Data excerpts

%%

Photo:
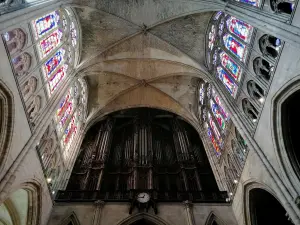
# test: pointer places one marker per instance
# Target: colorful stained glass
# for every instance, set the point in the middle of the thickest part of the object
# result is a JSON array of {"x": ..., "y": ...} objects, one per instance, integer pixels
[
  {"x": 227, "y": 81},
  {"x": 201, "y": 94},
  {"x": 237, "y": 48},
  {"x": 53, "y": 62},
  {"x": 221, "y": 107},
  {"x": 213, "y": 141},
  {"x": 250, "y": 2},
  {"x": 45, "y": 24},
  {"x": 218, "y": 14},
  {"x": 214, "y": 128},
  {"x": 231, "y": 66},
  {"x": 216, "y": 111},
  {"x": 239, "y": 28},
  {"x": 57, "y": 78},
  {"x": 212, "y": 37},
  {"x": 50, "y": 42},
  {"x": 73, "y": 34}
]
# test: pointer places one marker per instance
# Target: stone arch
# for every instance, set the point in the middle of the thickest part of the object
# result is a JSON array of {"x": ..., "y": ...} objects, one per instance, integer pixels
[
  {"x": 249, "y": 109},
  {"x": 34, "y": 107},
  {"x": 7, "y": 120},
  {"x": 262, "y": 68},
  {"x": 270, "y": 45},
  {"x": 22, "y": 63},
  {"x": 15, "y": 40},
  {"x": 284, "y": 148},
  {"x": 70, "y": 219},
  {"x": 28, "y": 195},
  {"x": 143, "y": 216},
  {"x": 29, "y": 87},
  {"x": 254, "y": 192},
  {"x": 212, "y": 219},
  {"x": 255, "y": 91}
]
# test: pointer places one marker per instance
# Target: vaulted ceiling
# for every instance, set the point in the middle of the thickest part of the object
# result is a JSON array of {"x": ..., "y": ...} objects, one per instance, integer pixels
[{"x": 142, "y": 53}]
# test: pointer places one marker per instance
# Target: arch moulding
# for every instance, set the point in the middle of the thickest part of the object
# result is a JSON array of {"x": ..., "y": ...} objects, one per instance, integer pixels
[
  {"x": 7, "y": 119},
  {"x": 277, "y": 135},
  {"x": 151, "y": 218}
]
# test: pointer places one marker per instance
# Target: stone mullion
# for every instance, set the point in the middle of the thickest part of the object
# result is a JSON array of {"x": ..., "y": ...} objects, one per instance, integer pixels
[
  {"x": 239, "y": 121},
  {"x": 43, "y": 121},
  {"x": 265, "y": 21}
]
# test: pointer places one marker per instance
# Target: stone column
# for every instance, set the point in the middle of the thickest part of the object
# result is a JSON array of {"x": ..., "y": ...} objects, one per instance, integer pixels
[
  {"x": 269, "y": 23},
  {"x": 188, "y": 206},
  {"x": 98, "y": 212}
]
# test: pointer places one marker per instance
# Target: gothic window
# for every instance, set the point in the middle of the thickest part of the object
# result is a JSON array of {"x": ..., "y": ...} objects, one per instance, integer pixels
[
  {"x": 270, "y": 46},
  {"x": 262, "y": 68},
  {"x": 283, "y": 6},
  {"x": 45, "y": 24},
  {"x": 69, "y": 116},
  {"x": 239, "y": 28},
  {"x": 22, "y": 64},
  {"x": 228, "y": 41},
  {"x": 255, "y": 3},
  {"x": 15, "y": 40},
  {"x": 56, "y": 42},
  {"x": 255, "y": 91},
  {"x": 250, "y": 111},
  {"x": 215, "y": 118},
  {"x": 29, "y": 88}
]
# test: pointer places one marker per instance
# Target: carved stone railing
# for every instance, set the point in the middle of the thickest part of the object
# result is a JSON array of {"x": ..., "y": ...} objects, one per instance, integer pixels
[{"x": 125, "y": 196}]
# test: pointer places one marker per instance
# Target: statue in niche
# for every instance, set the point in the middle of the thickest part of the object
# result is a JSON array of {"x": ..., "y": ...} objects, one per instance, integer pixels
[{"x": 29, "y": 88}]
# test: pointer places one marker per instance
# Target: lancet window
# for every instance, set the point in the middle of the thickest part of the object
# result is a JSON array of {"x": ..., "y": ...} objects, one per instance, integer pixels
[
  {"x": 56, "y": 37},
  {"x": 69, "y": 115},
  {"x": 214, "y": 115},
  {"x": 228, "y": 45}
]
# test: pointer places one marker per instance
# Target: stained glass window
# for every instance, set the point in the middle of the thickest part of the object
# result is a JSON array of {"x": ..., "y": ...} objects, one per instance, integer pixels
[
  {"x": 73, "y": 34},
  {"x": 213, "y": 141},
  {"x": 215, "y": 129},
  {"x": 201, "y": 94},
  {"x": 52, "y": 63},
  {"x": 45, "y": 24},
  {"x": 231, "y": 66},
  {"x": 250, "y": 2},
  {"x": 227, "y": 81},
  {"x": 216, "y": 111},
  {"x": 51, "y": 42},
  {"x": 57, "y": 77},
  {"x": 239, "y": 28},
  {"x": 221, "y": 107},
  {"x": 218, "y": 14},
  {"x": 234, "y": 46},
  {"x": 211, "y": 37}
]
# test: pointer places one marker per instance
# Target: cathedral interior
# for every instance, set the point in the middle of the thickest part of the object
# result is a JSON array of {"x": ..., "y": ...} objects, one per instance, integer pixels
[{"x": 149, "y": 112}]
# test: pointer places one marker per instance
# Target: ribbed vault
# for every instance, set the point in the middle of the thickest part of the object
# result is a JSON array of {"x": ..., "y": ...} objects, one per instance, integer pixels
[{"x": 143, "y": 53}]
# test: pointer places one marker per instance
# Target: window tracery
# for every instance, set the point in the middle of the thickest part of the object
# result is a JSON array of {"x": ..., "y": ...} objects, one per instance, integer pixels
[
  {"x": 250, "y": 111},
  {"x": 15, "y": 40},
  {"x": 213, "y": 113},
  {"x": 270, "y": 46},
  {"x": 255, "y": 91},
  {"x": 263, "y": 68},
  {"x": 69, "y": 115},
  {"x": 228, "y": 46}
]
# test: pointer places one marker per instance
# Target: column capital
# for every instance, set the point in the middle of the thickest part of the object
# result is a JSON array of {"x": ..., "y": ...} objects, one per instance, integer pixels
[
  {"x": 187, "y": 204},
  {"x": 99, "y": 203}
]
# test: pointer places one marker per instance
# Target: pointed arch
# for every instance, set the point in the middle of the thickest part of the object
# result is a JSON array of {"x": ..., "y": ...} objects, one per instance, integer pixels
[
  {"x": 213, "y": 218},
  {"x": 284, "y": 146},
  {"x": 70, "y": 219},
  {"x": 7, "y": 119},
  {"x": 148, "y": 217}
]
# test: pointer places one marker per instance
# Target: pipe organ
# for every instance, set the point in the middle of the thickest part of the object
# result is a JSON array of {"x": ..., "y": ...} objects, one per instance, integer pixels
[{"x": 142, "y": 149}]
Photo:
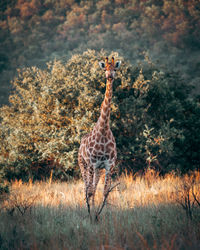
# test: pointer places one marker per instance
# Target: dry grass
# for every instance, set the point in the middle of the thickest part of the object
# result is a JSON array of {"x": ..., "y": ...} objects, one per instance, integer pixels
[{"x": 144, "y": 212}]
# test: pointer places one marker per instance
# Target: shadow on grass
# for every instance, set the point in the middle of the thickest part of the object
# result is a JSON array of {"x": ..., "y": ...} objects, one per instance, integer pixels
[{"x": 152, "y": 227}]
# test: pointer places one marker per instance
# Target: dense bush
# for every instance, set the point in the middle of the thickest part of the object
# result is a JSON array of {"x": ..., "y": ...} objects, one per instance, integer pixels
[
  {"x": 33, "y": 32},
  {"x": 153, "y": 120}
]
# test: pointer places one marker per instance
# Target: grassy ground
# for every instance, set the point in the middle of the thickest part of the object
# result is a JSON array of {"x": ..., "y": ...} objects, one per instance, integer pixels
[{"x": 146, "y": 212}]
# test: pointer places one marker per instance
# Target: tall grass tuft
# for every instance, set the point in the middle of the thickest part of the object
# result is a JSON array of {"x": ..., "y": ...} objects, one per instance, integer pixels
[{"x": 143, "y": 212}]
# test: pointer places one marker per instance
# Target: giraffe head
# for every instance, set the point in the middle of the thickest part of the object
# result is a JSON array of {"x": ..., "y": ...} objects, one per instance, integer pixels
[{"x": 110, "y": 67}]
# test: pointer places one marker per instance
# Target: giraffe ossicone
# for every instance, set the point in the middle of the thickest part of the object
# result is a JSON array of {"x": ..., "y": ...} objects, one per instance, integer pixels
[{"x": 98, "y": 148}]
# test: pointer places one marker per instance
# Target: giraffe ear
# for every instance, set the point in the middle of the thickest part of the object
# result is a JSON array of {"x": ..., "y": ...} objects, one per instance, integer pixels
[
  {"x": 102, "y": 65},
  {"x": 117, "y": 65}
]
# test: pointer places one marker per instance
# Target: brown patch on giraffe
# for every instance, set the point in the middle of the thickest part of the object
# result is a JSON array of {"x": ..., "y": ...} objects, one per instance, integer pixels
[
  {"x": 98, "y": 137},
  {"x": 92, "y": 144},
  {"x": 109, "y": 146},
  {"x": 102, "y": 147},
  {"x": 106, "y": 101},
  {"x": 97, "y": 147},
  {"x": 105, "y": 109},
  {"x": 112, "y": 154}
]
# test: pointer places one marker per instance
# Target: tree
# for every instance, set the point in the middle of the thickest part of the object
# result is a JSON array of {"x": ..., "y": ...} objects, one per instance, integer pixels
[{"x": 152, "y": 118}]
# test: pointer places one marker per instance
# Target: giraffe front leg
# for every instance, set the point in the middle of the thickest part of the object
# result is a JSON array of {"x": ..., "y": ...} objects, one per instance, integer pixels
[
  {"x": 107, "y": 184},
  {"x": 89, "y": 186},
  {"x": 95, "y": 182}
]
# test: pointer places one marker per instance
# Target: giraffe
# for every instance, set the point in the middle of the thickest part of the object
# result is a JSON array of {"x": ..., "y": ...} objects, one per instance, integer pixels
[{"x": 98, "y": 148}]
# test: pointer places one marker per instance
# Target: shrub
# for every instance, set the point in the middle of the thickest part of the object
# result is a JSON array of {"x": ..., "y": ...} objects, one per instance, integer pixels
[{"x": 153, "y": 120}]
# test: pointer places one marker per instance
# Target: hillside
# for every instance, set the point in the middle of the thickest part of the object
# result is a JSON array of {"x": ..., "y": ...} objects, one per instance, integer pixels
[{"x": 33, "y": 32}]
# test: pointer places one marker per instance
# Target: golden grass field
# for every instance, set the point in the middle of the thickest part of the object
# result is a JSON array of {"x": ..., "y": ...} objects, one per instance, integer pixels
[{"x": 143, "y": 212}]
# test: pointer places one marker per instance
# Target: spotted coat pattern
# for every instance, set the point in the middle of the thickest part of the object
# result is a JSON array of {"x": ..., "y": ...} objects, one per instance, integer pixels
[{"x": 98, "y": 148}]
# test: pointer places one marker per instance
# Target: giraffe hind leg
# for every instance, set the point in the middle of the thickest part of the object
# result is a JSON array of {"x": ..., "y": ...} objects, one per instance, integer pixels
[{"x": 84, "y": 170}]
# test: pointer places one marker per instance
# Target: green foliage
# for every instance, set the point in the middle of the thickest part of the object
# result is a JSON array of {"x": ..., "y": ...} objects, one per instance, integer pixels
[
  {"x": 34, "y": 32},
  {"x": 153, "y": 120}
]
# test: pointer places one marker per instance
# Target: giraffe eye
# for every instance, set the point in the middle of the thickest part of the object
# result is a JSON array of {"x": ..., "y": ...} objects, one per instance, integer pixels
[
  {"x": 117, "y": 65},
  {"x": 102, "y": 65}
]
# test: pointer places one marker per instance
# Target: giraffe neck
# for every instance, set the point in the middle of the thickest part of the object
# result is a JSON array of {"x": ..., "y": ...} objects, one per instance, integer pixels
[{"x": 103, "y": 121}]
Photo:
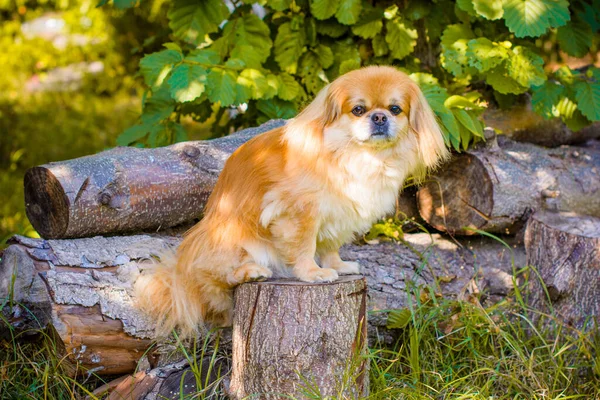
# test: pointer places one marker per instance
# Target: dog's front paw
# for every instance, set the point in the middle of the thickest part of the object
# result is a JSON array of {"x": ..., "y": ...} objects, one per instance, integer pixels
[
  {"x": 347, "y": 268},
  {"x": 249, "y": 273},
  {"x": 318, "y": 275}
]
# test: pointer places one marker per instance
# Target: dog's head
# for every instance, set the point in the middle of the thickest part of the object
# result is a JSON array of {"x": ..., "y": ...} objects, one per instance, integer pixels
[{"x": 376, "y": 108}]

%%

Every line above with the word "stained" belongs in the answer, copied as written.

# Target: colorful stained glass
# Target: stained glass window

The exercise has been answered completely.